Your assignment — Work through the listing below, copying each line that carries the word "corner".

Data to examine —
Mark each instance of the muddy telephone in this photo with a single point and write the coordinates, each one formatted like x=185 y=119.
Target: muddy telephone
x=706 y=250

...

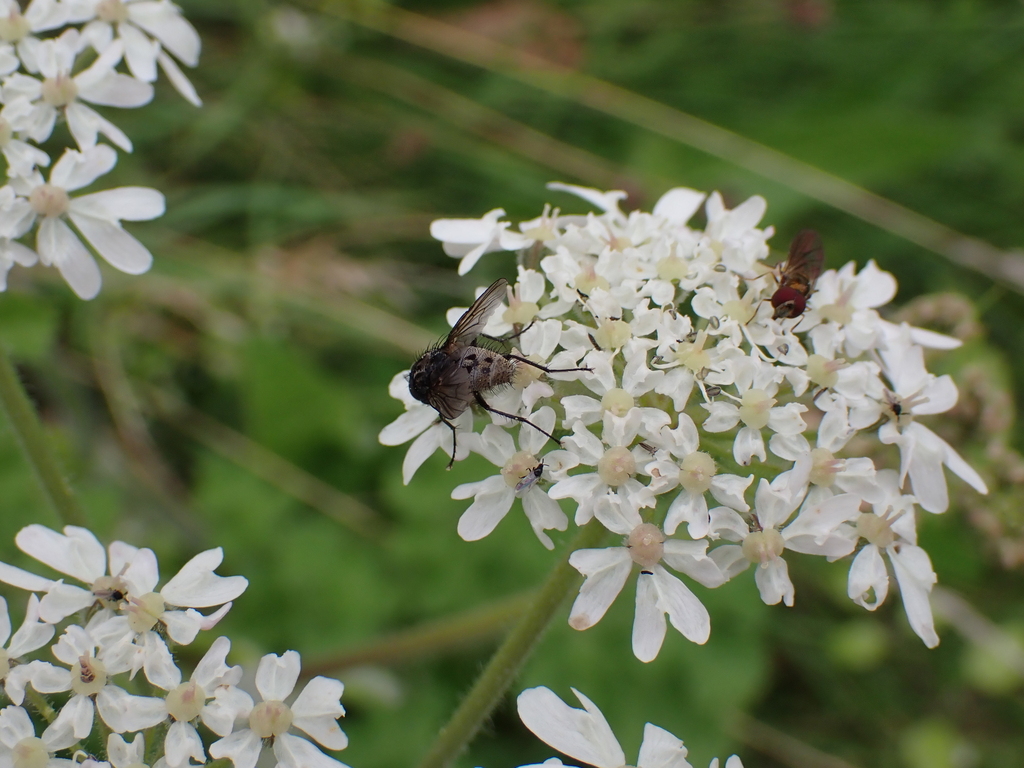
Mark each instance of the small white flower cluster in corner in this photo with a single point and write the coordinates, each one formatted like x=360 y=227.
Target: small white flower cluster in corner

* * *

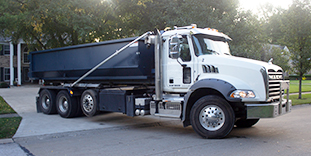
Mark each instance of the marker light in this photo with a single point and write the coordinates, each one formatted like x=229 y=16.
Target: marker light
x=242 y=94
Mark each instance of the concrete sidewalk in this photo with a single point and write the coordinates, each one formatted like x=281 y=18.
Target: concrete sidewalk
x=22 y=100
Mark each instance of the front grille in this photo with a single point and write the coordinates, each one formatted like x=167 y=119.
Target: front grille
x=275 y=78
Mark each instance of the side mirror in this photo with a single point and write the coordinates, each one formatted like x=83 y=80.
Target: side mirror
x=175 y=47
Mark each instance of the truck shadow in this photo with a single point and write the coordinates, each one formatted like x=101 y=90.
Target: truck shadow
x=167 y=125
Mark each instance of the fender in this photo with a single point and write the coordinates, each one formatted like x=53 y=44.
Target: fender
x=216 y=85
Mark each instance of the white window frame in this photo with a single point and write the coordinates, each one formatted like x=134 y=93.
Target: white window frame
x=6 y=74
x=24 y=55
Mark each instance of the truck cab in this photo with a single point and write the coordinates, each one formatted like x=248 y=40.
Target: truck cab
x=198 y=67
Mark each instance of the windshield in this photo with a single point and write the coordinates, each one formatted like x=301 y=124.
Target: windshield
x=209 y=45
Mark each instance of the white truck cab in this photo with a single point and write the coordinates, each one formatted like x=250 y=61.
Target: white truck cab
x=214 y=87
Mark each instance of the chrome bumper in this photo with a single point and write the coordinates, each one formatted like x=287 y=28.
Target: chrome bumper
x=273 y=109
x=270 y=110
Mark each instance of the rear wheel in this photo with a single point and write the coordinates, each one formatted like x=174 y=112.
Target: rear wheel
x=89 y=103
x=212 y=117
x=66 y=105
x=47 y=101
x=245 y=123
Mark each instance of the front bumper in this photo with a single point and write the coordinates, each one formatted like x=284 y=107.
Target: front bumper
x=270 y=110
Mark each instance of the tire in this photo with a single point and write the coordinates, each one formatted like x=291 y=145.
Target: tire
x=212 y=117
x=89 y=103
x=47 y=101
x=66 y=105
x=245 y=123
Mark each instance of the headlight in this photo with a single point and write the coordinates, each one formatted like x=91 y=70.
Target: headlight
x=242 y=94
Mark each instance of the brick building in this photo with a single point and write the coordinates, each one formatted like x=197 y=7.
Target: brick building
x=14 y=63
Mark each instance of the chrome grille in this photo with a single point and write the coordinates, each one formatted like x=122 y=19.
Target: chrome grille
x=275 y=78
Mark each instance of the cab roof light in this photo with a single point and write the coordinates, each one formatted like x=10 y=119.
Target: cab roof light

Task result —
Mark each instance of the small white flower cluster in corner in this photo with a single point and write the coordinates, each one formatted like x=360 y=227.
Target: small white flower cluster in corner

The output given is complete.